=== EXERCISE PROMPT ===
From the data below, tally each line that has "rider" in it, then give that tally without comment.

Referring expression pointing data
******************************

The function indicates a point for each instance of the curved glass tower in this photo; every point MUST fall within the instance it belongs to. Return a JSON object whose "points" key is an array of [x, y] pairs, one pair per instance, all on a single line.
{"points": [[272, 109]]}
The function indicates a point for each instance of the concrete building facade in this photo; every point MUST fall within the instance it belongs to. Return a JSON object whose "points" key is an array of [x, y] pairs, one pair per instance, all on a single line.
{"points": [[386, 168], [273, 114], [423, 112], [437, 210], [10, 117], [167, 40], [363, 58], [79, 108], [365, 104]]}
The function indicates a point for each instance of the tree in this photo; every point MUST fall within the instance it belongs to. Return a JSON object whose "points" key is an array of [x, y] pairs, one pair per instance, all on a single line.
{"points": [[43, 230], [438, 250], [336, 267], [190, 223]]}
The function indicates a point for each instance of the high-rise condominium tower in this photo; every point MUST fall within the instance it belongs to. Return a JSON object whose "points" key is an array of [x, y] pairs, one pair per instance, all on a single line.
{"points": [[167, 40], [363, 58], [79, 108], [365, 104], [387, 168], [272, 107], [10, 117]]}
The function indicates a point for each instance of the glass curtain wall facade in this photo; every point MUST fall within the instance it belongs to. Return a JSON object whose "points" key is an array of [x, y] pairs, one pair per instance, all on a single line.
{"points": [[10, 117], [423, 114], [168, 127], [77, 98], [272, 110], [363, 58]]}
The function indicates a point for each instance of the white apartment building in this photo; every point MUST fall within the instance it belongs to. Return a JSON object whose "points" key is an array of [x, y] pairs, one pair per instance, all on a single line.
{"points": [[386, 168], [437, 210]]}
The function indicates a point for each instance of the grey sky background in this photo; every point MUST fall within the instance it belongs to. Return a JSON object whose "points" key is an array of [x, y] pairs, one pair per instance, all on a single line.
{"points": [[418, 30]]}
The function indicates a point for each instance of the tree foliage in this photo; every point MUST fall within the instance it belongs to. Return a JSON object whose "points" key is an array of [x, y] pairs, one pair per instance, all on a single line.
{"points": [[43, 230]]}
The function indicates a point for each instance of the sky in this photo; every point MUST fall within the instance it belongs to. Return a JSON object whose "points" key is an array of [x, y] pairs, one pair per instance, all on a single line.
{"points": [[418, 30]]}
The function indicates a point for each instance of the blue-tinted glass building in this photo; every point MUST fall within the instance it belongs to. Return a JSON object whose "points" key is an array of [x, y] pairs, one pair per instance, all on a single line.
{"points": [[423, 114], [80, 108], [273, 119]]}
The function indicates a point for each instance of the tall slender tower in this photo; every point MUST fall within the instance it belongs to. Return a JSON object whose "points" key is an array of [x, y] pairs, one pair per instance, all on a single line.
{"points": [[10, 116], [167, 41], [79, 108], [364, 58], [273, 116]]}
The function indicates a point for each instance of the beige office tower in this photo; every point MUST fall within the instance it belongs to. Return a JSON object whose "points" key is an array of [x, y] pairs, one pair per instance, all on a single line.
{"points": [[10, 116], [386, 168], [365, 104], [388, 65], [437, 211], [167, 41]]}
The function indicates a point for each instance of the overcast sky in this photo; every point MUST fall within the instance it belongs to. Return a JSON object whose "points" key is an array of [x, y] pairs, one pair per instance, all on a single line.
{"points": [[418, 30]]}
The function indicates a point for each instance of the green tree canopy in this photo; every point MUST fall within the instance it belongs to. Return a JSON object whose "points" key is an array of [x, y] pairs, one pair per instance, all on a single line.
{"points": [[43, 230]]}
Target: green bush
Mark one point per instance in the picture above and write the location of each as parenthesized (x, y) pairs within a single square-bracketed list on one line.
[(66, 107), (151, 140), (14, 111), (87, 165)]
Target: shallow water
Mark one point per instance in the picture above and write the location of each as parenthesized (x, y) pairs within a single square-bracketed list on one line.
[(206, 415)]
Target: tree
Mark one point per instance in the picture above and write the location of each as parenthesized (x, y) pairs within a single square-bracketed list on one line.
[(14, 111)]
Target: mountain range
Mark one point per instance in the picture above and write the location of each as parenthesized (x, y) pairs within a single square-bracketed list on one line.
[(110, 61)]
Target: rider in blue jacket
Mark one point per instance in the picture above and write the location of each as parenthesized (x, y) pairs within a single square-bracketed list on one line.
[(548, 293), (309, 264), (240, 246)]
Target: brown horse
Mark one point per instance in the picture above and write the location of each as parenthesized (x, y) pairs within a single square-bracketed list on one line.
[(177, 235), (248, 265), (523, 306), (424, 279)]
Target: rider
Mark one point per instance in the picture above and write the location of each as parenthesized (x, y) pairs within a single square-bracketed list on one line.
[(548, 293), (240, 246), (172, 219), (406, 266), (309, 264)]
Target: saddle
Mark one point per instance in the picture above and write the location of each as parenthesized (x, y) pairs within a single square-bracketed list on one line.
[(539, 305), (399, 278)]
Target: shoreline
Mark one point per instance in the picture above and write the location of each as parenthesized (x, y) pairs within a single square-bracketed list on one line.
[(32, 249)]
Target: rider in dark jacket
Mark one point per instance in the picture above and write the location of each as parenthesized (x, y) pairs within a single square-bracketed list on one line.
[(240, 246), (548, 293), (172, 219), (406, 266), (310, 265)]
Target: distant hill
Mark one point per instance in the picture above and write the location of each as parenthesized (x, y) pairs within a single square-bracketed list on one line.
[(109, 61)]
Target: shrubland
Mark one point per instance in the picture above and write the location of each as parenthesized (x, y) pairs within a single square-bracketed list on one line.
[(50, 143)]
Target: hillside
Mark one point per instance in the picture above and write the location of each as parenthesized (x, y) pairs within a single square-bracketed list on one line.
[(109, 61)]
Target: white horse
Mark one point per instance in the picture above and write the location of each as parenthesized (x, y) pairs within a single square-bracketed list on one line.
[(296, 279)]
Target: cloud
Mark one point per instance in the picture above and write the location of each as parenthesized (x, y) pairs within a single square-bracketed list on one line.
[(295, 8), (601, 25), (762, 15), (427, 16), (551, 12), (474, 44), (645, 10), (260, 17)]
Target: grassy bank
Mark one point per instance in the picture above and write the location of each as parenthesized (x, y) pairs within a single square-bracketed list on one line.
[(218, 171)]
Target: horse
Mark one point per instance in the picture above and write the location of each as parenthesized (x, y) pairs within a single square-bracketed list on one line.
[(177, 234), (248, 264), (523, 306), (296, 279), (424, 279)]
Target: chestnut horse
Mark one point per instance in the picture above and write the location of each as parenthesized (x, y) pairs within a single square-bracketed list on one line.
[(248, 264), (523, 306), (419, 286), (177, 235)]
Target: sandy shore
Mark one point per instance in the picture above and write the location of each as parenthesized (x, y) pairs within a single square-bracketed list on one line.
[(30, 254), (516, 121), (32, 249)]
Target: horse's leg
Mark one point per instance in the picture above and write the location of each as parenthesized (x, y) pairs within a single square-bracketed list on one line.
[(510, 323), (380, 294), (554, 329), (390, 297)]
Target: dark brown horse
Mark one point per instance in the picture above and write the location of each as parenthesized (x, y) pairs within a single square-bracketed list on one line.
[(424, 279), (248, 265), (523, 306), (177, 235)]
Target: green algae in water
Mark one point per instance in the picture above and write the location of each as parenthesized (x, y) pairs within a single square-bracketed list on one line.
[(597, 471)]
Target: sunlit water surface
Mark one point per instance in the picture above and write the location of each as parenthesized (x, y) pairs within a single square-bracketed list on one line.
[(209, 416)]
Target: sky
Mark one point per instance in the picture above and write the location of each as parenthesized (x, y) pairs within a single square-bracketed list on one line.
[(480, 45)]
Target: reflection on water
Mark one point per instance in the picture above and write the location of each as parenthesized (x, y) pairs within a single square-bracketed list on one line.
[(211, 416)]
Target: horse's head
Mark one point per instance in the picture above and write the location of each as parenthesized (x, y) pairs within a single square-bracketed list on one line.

******************************

=== RESPONSE TO THIS TASK ===
3